SHORT EXERCISE A: In the color harmony article, how many illustrations were collected from Pixiv for the dataset?

This article introduces a method for extracting the main colors from images and classifying them by color harmony. The study itself focuses on what color schemes/harmonies are frequent among popular illustrations. This is not a tutorial so there will be no code snippets, but you can find all the codes to this study in my Github repo.

The Color Harmony Problem

Illustration by Mika Pikazo

In color theory, color harmony refers to the pleasing effect attained by using certain color combinations. Examples include the use of monochromatic (single color), analogous (neighboring colors), and complementary (opposite) colors. It is usually taught that using having these color harmonies will make your pictures more interesting, but there is no research to back this claim nor one that studies which color harmonies are the most commonly used.

In this study, I will introduce a computational approach to extract the ‘main’ colors and identify the existing color harmonies of an image. Out of personal interest, I conducted this study is over popular Japanese-style illustrations.

The dataset of images was gathered from Pixiv, Japan’s top website for digital artists. I gathered the top most 2551 popular illustrations under the ‘Original’ tag (to eliminate any bias from popular characters or series). The data was gathered on June 12th, 2020 using the Powerful Pixiv Downloader Chrome extension.

Color Spaces and Chroma

Before we dive into the methodology, let’s define some important vocabulary about color theory. Color spaces can be thought of the different ways we can represent a color. The most common color space, RGB, represents each color as a mixture of red, green, and blue light; each having a value range of 0 to 255; (0, 0, 0) being black and (255, 255, 255) being white.

Another popular color space is the HSV which stands for a color’s hue, saturation, and value. Hue is the baseline color taking a value of 0 to 360 corresponding to the angle on the RGB color wheel (0 being red), saturation is the vibrancy of a color and takes values between 0 and 1 (0 being completely in greyscale), and value representing the brightness of a color (a value of 0 will make the color completely black despite the hue and saturation).

Saturation vs Value

As a straight up first step analysis of color schemes, I plotted the average saturation against the average value of every image in the dataset. The averages are calculated from the saturation and value of all the pixels of the image. Here, we are not interested in the specific color combinations used in each image yet, so we don’t consider the hue. The scatter plot gives us a general idea on the color styles of our dataset.

Shape boundary entries:
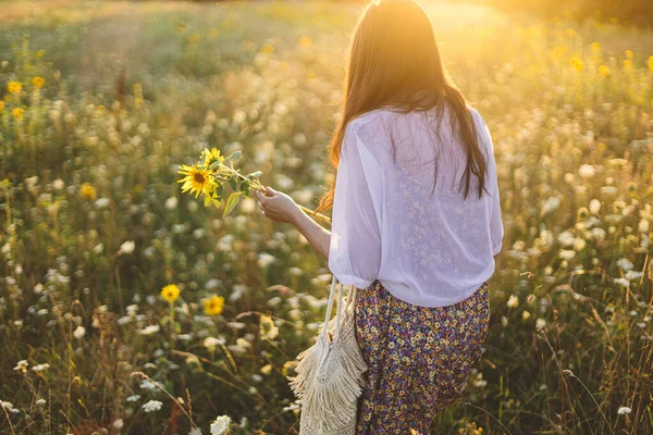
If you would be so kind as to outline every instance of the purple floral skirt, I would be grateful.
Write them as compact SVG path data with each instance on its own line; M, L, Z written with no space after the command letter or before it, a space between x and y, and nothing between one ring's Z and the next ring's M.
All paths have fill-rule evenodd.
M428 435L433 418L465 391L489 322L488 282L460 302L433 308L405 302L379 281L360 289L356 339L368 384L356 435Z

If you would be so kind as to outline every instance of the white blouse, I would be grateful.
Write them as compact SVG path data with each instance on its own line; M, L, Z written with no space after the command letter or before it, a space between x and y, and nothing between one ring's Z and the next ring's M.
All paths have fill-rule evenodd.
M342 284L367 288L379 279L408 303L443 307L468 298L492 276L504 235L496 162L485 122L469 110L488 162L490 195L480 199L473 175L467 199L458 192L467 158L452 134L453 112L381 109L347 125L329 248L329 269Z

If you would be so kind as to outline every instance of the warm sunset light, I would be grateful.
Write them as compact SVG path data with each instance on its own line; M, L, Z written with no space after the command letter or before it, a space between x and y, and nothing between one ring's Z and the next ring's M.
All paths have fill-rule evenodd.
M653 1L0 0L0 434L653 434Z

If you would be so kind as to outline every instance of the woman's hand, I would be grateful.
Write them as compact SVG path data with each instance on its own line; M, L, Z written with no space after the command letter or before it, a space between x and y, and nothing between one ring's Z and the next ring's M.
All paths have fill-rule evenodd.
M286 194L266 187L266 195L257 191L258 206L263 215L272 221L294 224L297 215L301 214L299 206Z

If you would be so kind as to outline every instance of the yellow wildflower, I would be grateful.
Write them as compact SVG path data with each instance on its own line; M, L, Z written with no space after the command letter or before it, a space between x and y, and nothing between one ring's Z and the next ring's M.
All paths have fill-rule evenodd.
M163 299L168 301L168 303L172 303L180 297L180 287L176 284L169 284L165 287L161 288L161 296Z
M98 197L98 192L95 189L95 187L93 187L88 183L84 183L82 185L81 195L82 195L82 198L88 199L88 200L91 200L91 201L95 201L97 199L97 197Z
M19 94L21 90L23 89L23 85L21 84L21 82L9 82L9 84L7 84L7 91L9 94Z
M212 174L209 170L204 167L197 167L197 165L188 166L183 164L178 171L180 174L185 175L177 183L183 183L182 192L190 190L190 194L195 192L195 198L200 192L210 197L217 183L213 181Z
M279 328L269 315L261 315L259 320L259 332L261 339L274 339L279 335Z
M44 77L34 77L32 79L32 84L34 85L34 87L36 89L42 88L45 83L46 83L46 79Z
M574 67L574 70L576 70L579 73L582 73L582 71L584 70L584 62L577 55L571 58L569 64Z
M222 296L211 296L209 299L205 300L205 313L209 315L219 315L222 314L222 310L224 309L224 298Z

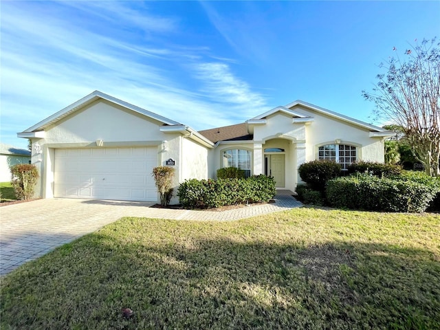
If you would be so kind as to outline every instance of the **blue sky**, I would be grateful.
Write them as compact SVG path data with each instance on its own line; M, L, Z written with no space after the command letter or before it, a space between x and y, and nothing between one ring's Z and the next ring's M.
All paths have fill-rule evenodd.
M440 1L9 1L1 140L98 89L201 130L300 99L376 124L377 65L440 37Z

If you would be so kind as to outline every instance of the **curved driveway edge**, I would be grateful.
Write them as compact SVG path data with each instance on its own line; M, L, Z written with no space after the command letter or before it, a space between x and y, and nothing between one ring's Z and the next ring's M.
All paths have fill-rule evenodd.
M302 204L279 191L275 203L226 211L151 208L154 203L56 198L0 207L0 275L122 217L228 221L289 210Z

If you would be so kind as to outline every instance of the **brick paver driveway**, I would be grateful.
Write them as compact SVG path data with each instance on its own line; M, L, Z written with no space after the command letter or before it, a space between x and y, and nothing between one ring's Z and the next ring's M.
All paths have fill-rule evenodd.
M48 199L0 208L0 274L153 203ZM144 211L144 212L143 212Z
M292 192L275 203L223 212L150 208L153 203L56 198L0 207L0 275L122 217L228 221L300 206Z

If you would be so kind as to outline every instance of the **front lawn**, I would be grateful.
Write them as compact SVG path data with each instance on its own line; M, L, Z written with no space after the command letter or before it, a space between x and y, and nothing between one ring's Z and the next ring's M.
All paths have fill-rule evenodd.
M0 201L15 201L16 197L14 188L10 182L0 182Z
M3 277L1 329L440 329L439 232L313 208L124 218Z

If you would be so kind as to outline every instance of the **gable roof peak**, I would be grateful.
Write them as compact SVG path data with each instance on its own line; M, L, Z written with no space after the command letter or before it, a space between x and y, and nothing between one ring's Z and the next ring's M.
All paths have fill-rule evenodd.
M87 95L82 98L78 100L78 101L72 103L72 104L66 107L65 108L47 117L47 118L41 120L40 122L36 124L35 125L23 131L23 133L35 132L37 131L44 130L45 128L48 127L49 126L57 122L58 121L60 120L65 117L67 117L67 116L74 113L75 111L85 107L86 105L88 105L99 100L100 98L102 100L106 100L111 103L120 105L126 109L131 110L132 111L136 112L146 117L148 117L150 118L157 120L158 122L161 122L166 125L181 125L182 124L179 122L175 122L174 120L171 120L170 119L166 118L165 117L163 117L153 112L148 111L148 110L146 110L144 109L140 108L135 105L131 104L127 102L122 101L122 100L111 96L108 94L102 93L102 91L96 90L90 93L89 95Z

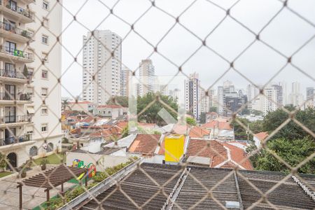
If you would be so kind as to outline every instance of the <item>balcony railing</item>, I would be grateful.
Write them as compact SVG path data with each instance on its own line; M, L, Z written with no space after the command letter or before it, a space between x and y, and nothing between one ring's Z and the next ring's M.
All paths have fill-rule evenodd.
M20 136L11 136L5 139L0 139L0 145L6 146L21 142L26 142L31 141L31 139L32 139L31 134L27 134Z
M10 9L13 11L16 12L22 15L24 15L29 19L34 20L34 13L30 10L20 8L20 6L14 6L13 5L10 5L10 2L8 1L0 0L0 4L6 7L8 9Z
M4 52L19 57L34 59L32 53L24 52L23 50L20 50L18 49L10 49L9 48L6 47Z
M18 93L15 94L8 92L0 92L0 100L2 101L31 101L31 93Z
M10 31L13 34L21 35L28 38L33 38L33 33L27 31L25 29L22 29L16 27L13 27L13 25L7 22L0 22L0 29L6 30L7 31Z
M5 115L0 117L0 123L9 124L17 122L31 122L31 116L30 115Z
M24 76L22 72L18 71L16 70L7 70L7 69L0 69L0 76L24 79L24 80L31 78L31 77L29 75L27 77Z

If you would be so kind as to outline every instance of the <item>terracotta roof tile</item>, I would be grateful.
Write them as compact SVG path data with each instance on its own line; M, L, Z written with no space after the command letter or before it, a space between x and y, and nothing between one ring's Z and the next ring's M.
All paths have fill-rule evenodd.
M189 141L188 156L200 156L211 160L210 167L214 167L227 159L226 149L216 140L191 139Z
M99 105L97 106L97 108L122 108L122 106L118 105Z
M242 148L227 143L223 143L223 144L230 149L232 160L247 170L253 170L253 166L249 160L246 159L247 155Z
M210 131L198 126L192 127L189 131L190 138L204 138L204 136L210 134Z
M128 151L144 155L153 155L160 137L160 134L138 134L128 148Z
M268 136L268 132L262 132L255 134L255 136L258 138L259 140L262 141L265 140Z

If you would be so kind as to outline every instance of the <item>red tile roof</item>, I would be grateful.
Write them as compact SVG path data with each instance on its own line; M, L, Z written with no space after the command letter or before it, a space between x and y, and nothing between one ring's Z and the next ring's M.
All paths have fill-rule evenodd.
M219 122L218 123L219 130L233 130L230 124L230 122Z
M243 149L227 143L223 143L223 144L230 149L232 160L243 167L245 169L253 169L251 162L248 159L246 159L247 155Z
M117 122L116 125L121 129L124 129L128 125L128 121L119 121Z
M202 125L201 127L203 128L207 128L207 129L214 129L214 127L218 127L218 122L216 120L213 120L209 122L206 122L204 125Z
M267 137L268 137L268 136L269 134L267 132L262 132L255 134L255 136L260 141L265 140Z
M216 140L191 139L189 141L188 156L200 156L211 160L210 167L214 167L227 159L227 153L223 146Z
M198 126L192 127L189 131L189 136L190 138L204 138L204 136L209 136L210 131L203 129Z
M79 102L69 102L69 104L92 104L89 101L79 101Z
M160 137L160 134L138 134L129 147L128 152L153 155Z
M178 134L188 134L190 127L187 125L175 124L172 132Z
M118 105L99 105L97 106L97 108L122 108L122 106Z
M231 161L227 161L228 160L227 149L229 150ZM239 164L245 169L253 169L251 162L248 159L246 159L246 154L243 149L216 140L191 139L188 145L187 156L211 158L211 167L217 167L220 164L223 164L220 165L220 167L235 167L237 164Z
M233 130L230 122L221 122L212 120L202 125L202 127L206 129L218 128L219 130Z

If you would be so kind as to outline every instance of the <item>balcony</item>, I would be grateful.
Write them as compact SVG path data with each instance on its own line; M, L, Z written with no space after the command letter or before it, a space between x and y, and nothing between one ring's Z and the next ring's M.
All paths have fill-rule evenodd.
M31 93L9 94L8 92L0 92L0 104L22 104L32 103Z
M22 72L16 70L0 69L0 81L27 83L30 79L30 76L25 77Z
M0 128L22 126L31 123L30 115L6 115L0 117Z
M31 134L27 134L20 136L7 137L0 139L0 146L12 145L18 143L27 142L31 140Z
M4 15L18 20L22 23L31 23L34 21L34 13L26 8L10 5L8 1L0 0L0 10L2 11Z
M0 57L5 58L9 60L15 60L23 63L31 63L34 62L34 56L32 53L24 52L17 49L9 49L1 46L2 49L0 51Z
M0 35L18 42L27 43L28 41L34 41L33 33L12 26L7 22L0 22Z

==

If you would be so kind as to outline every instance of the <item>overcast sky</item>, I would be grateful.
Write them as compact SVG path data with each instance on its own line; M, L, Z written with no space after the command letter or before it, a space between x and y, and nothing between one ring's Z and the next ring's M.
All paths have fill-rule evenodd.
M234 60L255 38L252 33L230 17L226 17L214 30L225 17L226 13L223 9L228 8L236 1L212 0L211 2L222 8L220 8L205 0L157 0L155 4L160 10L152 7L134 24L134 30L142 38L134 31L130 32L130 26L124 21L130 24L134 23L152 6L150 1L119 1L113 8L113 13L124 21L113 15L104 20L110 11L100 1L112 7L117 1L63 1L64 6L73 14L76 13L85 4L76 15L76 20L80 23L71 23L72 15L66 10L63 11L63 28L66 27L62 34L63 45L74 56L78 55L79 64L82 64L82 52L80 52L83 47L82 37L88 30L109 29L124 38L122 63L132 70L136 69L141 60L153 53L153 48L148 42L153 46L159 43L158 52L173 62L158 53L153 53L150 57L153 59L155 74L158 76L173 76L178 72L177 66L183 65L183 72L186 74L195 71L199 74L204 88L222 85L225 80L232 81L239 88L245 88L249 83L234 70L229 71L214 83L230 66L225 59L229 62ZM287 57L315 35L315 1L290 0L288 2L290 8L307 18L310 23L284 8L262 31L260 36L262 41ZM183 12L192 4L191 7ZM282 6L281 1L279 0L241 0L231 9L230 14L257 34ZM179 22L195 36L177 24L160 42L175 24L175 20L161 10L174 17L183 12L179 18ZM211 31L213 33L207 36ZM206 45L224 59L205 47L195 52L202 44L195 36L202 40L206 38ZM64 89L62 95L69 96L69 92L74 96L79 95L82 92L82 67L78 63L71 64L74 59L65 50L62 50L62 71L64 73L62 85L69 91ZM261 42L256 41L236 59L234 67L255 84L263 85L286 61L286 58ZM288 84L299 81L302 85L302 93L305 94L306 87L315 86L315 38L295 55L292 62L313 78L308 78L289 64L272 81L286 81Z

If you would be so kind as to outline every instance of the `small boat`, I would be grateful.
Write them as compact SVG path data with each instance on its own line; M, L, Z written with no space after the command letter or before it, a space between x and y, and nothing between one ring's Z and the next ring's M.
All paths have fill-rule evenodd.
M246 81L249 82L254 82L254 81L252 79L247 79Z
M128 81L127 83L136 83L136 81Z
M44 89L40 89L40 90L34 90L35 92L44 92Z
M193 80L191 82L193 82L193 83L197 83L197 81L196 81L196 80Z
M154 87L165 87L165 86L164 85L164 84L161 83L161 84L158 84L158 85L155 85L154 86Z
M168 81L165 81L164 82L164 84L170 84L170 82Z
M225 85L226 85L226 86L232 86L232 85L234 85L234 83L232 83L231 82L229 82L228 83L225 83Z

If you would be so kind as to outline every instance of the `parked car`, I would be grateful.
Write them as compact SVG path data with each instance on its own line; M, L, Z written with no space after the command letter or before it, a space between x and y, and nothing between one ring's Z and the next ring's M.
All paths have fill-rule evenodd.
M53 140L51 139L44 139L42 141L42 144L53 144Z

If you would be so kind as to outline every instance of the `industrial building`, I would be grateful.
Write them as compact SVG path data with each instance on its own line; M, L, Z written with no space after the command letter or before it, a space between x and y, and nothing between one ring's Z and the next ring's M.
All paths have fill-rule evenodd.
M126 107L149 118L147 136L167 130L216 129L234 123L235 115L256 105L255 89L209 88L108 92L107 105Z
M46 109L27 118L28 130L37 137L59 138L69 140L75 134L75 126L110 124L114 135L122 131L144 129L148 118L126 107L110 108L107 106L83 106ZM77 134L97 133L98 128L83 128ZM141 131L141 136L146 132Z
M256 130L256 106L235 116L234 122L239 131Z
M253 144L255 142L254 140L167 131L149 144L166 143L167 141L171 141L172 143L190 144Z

SHORT EXERCISE B: Arrange the lines of the records from the line with "<item>balcony</item>, I would be grateful." to the line with "M0 35L18 42L27" as a JSON list of strings, one string per line, leaving out blank lines.

EXERCISE OUTPUT A: 2551 of the most popular illustrations under the 'Original' tag.

EXERCISE OUTPUT B:
[
  "If you would be so kind as to outline every instance of the <item>balcony</item>, I would be grateful.",
  "Write them as compact SVG path data with each instance on its own line; M, L, Z written with no space after the command letter or before it, a space between x and y, and nothing between one ring's Z and the next ring's M.",
  "All paths have fill-rule evenodd.",
  "M31 93L9 94L8 92L0 92L0 104L22 104L32 103Z",
  "M22 72L16 70L0 69L0 81L27 83L30 79L30 76L25 77Z",
  "M0 128L22 126L31 123L30 115L6 115L0 117Z",
  "M31 134L27 134L20 136L7 137L0 139L0 146L12 145L18 143L27 142L31 140Z",
  "M4 15L18 20L22 23L31 23L34 21L34 13L26 8L10 5L8 1L0 0L0 10L2 11Z",
  "M0 57L5 58L9 60L15 60L23 63L31 63L34 62L34 56L32 53L24 52L17 49L9 49L1 46L2 49L0 51Z",
  "M0 35L18 42L27 43L28 41L34 41L33 33L12 26L7 22L0 22Z"
]